• [Instruction]
Locate each line in the records below that contains the word "after" and copy those lines.

(Saved data entries)
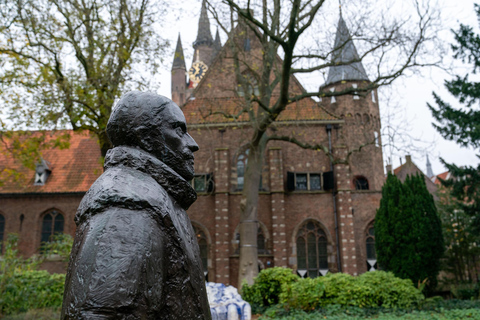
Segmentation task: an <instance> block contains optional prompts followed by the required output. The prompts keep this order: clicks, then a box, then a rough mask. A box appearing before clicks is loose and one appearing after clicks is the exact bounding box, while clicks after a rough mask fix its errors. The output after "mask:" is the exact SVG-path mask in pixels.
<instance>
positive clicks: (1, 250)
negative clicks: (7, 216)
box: [0, 214, 5, 254]
mask: <svg viewBox="0 0 480 320" xmlns="http://www.w3.org/2000/svg"><path fill="white" fill-rule="evenodd" d="M4 232H5V217H4V216H2V215H1V214H0V254H1V253H2V250H3V234H4Z"/></svg>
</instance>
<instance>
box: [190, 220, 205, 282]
mask: <svg viewBox="0 0 480 320" xmlns="http://www.w3.org/2000/svg"><path fill="white" fill-rule="evenodd" d="M193 230H194V231H195V236H196V238H197V241H198V247H199V249H200V259H201V260H202V266H203V273H204V274H205V276H206V275H207V273H208V242H207V237H206V236H205V233H204V232H203V230H202V229H200V228H199V227H198V226H196V225H193Z"/></svg>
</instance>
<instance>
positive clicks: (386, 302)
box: [280, 271, 424, 311]
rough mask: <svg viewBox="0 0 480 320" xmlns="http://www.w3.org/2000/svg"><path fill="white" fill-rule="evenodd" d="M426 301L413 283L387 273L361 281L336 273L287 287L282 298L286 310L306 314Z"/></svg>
mask: <svg viewBox="0 0 480 320" xmlns="http://www.w3.org/2000/svg"><path fill="white" fill-rule="evenodd" d="M423 298H424V297H423V295H422V294H421V292H420V290H418V289H417V288H415V287H414V286H413V283H412V281H411V280H409V279H407V280H405V279H400V278H397V277H395V276H394V275H393V274H392V273H390V272H383V271H375V272H367V273H364V274H363V275H361V276H359V277H352V276H350V275H348V274H343V273H336V274H328V275H327V276H325V277H319V278H315V279H308V278H307V279H300V280H299V281H298V282H295V283H291V284H286V285H284V286H283V291H282V293H281V295H280V301H281V303H282V304H284V305H285V307H287V308H289V309H301V310H306V311H308V310H313V309H317V308H318V307H325V306H328V305H341V306H357V307H362V308H364V307H369V308H372V307H379V306H381V307H385V308H409V307H411V306H414V305H417V304H418V303H419V302H420V301H421V300H423Z"/></svg>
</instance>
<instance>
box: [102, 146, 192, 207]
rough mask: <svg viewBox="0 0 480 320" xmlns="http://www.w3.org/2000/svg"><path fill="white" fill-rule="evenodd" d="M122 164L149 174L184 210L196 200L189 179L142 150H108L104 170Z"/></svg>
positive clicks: (120, 148)
mask: <svg viewBox="0 0 480 320" xmlns="http://www.w3.org/2000/svg"><path fill="white" fill-rule="evenodd" d="M122 165H123V166H125V167H128V168H132V169H135V170H138V171H141V172H144V173H146V174H148V175H150V176H151V177H152V178H153V179H155V181H157V183H158V184H159V185H161V186H162V187H163V188H164V189H165V190H166V191H167V192H168V194H169V195H170V196H171V197H172V198H173V199H174V200H175V201H176V202H177V203H178V204H179V205H180V206H181V207H182V208H183V209H185V210H187V209H188V208H189V207H190V206H191V205H192V203H194V202H195V200H197V193H196V192H195V190H194V189H193V188H192V185H191V184H190V182H189V181H186V180H185V179H184V178H182V177H181V176H180V175H179V174H178V173H176V172H175V171H173V169H172V168H170V167H169V166H167V165H166V164H165V163H163V162H162V161H160V160H159V159H157V158H156V157H154V156H153V155H152V154H150V153H148V152H146V151H144V150H141V149H137V148H133V147H127V146H120V147H115V148H113V149H110V150H108V152H107V155H106V156H105V170H108V169H109V168H113V167H116V166H122Z"/></svg>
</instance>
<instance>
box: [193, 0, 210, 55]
mask: <svg viewBox="0 0 480 320" xmlns="http://www.w3.org/2000/svg"><path fill="white" fill-rule="evenodd" d="M202 44H205V45H208V46H211V45H212V44H213V38H212V33H211V32H210V20H208V14H207V4H206V1H205V0H203V1H202V9H201V11H200V20H199V21H198V33H197V39H196V40H195V42H194V43H193V47H194V48H197V47H198V46H199V45H202Z"/></svg>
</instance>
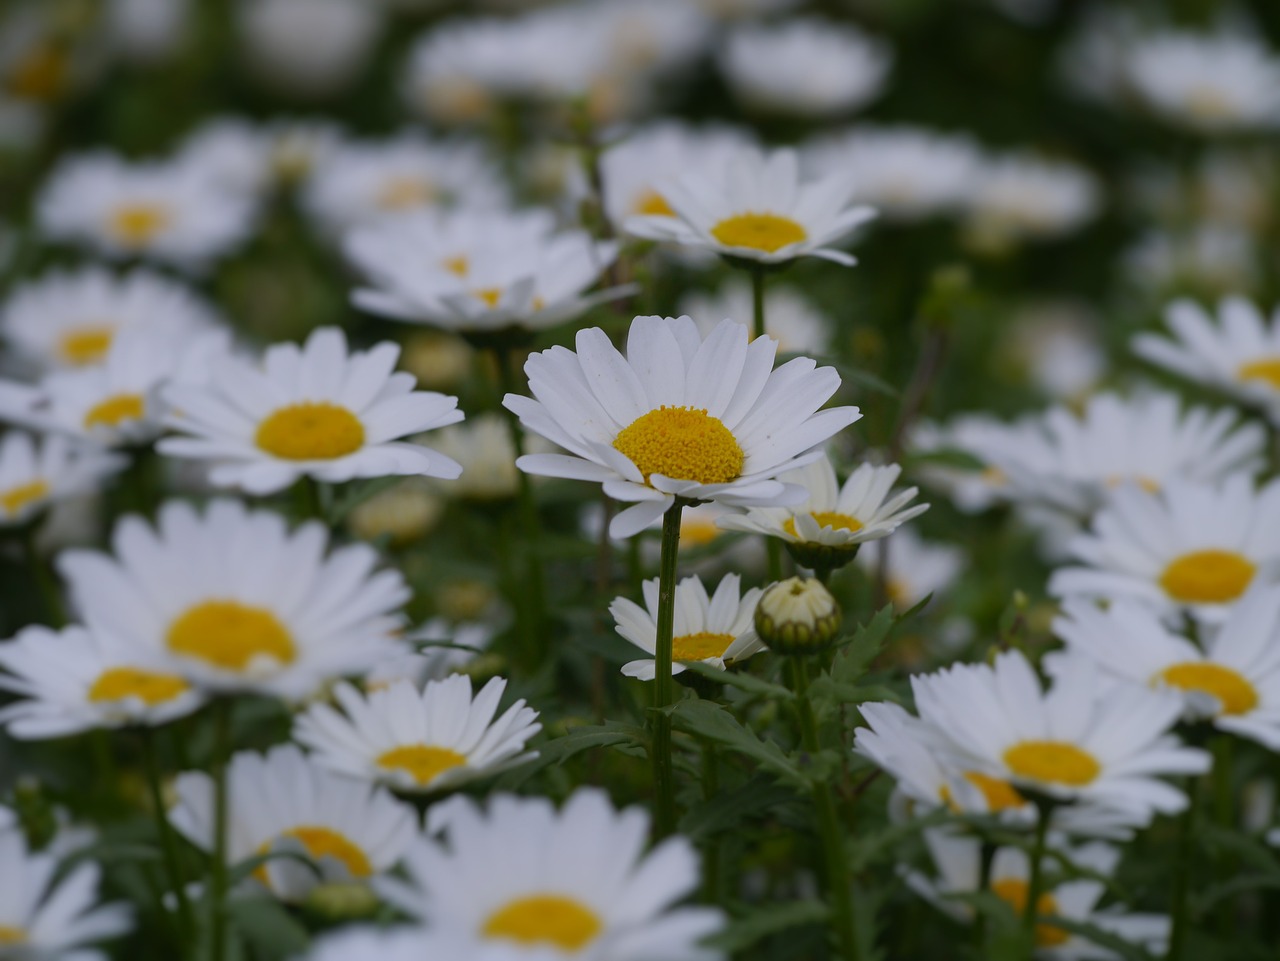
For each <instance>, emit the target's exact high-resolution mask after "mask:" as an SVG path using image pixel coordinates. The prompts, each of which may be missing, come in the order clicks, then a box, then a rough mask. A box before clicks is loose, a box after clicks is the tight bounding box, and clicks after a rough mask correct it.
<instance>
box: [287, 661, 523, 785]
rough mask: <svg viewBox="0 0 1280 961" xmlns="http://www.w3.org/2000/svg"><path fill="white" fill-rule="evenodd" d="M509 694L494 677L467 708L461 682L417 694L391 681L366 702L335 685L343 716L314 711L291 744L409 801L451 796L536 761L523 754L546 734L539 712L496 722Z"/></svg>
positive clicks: (295, 729) (469, 686)
mask: <svg viewBox="0 0 1280 961" xmlns="http://www.w3.org/2000/svg"><path fill="white" fill-rule="evenodd" d="M506 687H507V682H506V681H504V679H503V678H500V677H495V678H493V679H492V681H489V683H486V685H485V686H484V687H483V688H481V690H480V692H479V694H476V696H475V700H472V697H471V678H470V677H466V676H463V674H453V676H452V677H447V678H444V679H443V681H428V682H426V686H425V687H422V688H421V690H419V687H417V685H415V683H413V682H412V681H394V682H392V683H390V685H388V686H387V687H383V688H380V690H376V691H372V692H371V694H369V695H367V697H366V696H364V695H361V694H360V692H358V691H357V690H356V688H355V687H352V686H351V685H347V683H340V685H338V686H337V687H335V688H334V691H333V696H334V699H335V700H337V701H338V704H339V705H340V706H342V711H340V713H339V711H338V710H335V709H334V708H332V706H329V705H328V704H316V705H312V706H311V708H310V709H307V711H306V713H305V714H302V715H300V717H298V718H297V720H296V722H294V726H293V738H294V740H296V741H297V742H298V743H301V745H302V746H303V747H307V749H310V750H311V751H314V755H312V756H314V758H315V760H316V761H319V763H320V764H323V765H324V766H326V768H329V769H330V770H335V772H338V773H339V774H347V775H349V777H355V778H361V779H362V781H372V782H378V783H381V784H387V786H388V787H390V788H393V790H396V791H404V792H412V793H422V792H428V791H448V790H452V788H454V787H457V786H458V784H463V783H466V782H468V781H474V779H476V778H481V777H488V775H489V774H495V773H498V772H500V770H504V769H506V768H509V766H512V765H516V764H521V763H522V761H527V760H532V759H534V758H536V756H538V754H536V751H525V743H526V742H527V741H529V738H530V737H532V736H534V735H536V733H538V732H539V731H541V728H543V726H541V724H539V723H536V718H538V711H535V710H534V709H532V708H527V706H525V701H524V700H518V701H516V703H515V704H512V705H511V706H509V708H508V709H507V710H506V711H503V714H502V715H500V717H497V718H495V717H494V715H495V714H497V713H498V703H499V701H500V700H502V692H503V691H504V690H506Z"/></svg>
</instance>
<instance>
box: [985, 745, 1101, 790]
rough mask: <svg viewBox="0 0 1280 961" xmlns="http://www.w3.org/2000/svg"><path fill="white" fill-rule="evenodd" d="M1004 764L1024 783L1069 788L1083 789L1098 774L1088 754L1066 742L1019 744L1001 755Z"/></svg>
mask: <svg viewBox="0 0 1280 961" xmlns="http://www.w3.org/2000/svg"><path fill="white" fill-rule="evenodd" d="M1005 764H1007V765H1009V769H1010V770H1011V772H1012V773H1014V774H1016V775H1018V777H1021V778H1027V779H1028V781H1041V782H1044V783H1048V784H1066V786H1069V787H1084V786H1085V784H1089V783H1092V782H1093V781H1094V779H1096V778H1097V777H1098V774H1101V773H1102V765H1101V764H1098V761H1097V759H1094V758H1093V755H1092V754H1089V752H1088V751H1084V750H1082V749H1079V747H1076V746H1075V745H1073V743H1069V742H1066V741H1019V742H1018V743H1015V745H1014V746H1012V747H1010V749H1009V750H1007V751H1005Z"/></svg>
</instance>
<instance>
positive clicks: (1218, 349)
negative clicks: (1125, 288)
mask: <svg viewBox="0 0 1280 961" xmlns="http://www.w3.org/2000/svg"><path fill="white" fill-rule="evenodd" d="M1215 320H1216V322H1215ZM1165 322H1166V324H1167V325H1169V329H1170V333H1171V334H1172V337H1171V338H1166V337H1161V335H1158V334H1138V337H1135V338H1134V340H1133V349H1134V353H1137V354H1138V356H1139V357H1142V358H1143V360H1146V361H1149V362H1151V363H1155V365H1157V366H1160V367H1164V369H1166V370H1169V371H1172V372H1174V374H1178V375H1180V376H1184V377H1187V379H1188V380H1190V381H1194V383H1198V384H1206V385H1208V386H1211V388H1216V389H1217V390H1221V392H1224V393H1226V394H1228V395H1230V397H1233V398H1235V399H1238V401H1242V402H1244V403H1247V404H1249V406H1251V407H1258V408H1261V409H1262V411H1265V412H1266V415H1267V417H1268V418H1270V420H1271V421H1272V422H1280V311H1277V312H1275V314H1272V315H1271V317H1270V319H1267V317H1265V316H1263V315H1262V311H1260V310H1258V308H1257V307H1256V306H1254V305H1253V303H1251V302H1249V301H1245V299H1244V298H1243V297H1229V298H1226V299H1224V301H1222V302H1221V303H1220V305H1219V308H1217V317H1216V319H1215V317H1213V316H1212V315H1211V314H1208V312H1207V311H1206V310H1204V308H1203V307H1201V306H1199V305H1197V303H1196V302H1193V301H1175V302H1174V303H1171V305H1169V307H1167V310H1166V311H1165Z"/></svg>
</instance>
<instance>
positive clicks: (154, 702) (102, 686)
mask: <svg viewBox="0 0 1280 961" xmlns="http://www.w3.org/2000/svg"><path fill="white" fill-rule="evenodd" d="M189 687H191V686H189V685H188V683H187V682H186V681H183V679H182V678H180V677H178V676H177V674H159V673H155V672H152V671H141V669H140V668H110V669H109V671H104V672H102V673H101V674H99V678H97V681H95V682H93V685H92V686H91V687H90V688H88V699H90V700H91V701H93V703H97V701H123V700H124V699H125V697H137V699H138V700H140V701H142V703H143V704H146V705H147V706H151V708H154V706H155V705H157V704H164V703H166V701H172V700H173V699H174V697H178V696H179V695H182V694H183V692H186V691H187V690H188V688H189Z"/></svg>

• [Response below]
Segmentation task: an <instance> block contains optional prompts followed by the required output. The prompts keep this order: clicks, then a box, then a rough mask. A box appearing before clicks is loose and one appearing after clicks is the exact bounding box, while clicks after a rough mask fix its errors. The output after "mask:" is the exact SVG-path mask in pixels.
For each <instance>, emit the target's exact high-resolution mask after "mask:" as an SVG path using image pixel coordinates. The prompts, each of which may be missing, come in the order clicks, then a box, then a rough mask. A box before clicks is loose, a box after clicks is the tight bounding box, and clicks after a rough mask correct it.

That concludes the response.